# Task to carry out:
Return every entry in full, with no alterations.

*** Data in this exercise ***

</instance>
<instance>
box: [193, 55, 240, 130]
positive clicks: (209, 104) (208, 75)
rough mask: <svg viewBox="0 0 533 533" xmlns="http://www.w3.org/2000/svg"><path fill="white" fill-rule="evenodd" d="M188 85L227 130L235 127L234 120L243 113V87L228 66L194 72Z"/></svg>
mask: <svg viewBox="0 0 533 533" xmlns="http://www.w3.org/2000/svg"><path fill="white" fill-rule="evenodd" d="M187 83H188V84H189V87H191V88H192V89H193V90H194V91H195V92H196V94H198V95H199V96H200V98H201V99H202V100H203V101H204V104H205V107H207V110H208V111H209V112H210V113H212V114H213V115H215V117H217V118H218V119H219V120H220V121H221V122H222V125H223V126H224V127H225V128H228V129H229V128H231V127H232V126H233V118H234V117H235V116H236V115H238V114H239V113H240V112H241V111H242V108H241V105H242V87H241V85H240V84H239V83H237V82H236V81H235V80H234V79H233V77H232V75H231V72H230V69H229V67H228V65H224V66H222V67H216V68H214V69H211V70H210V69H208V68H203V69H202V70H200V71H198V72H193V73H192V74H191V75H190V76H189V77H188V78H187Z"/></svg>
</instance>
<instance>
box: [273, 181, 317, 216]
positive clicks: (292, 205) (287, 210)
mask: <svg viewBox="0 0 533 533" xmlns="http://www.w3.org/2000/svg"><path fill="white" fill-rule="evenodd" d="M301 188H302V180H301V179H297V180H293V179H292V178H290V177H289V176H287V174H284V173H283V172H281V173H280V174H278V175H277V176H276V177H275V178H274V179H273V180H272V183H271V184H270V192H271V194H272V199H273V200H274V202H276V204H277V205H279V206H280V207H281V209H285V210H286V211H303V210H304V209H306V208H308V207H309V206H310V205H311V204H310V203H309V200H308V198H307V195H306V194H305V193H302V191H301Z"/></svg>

*** End of Data in this exercise ***

# The completed task:
</instance>
<instance>
box: [193, 55, 240, 130]
positive clicks: (209, 104) (208, 75)
rough mask: <svg viewBox="0 0 533 533" xmlns="http://www.w3.org/2000/svg"><path fill="white" fill-rule="evenodd" d="M188 85L227 130L235 127L234 120L243 113V87L228 66L194 72Z"/></svg>
mask: <svg viewBox="0 0 533 533" xmlns="http://www.w3.org/2000/svg"><path fill="white" fill-rule="evenodd" d="M187 83H188V84H189V87H191V88H192V89H193V90H194V91H195V92H196V94H198V95H199V96H200V98H201V99H202V100H203V101H204V104H205V107H207V110H208V111H209V112H210V113H212V114H213V115H215V117H217V118H218V119H219V120H220V121H221V122H222V125H223V126H224V127H225V128H228V129H229V128H231V127H232V126H233V118H234V117H235V116H236V115H238V114H239V113H240V112H241V111H242V108H241V105H242V87H241V85H240V84H239V83H237V82H236V81H235V80H234V79H233V77H232V75H231V72H230V69H229V67H228V65H224V66H222V67H216V68H214V69H211V70H210V69H208V68H203V69H202V70H200V71H198V72H193V73H192V74H191V75H190V76H189V77H188V78H187Z"/></svg>
</instance>
<instance>
box: [273, 181, 317, 216]
positive clicks: (292, 205) (287, 210)
mask: <svg viewBox="0 0 533 533" xmlns="http://www.w3.org/2000/svg"><path fill="white" fill-rule="evenodd" d="M301 188H302V180H301V179H297V180H293V179H292V178H290V177H289V176H287V174H284V173H283V172H281V173H280V174H278V175H277V176H276V177H275V178H274V179H273V180H272V183H271V184H270V192H271V194H272V199H273V200H274V202H276V204H277V205H279V206H280V207H281V209H285V210H286V211H303V210H304V209H306V208H308V207H309V206H310V205H311V204H310V203H309V200H308V198H307V195H306V194H305V193H302V191H301Z"/></svg>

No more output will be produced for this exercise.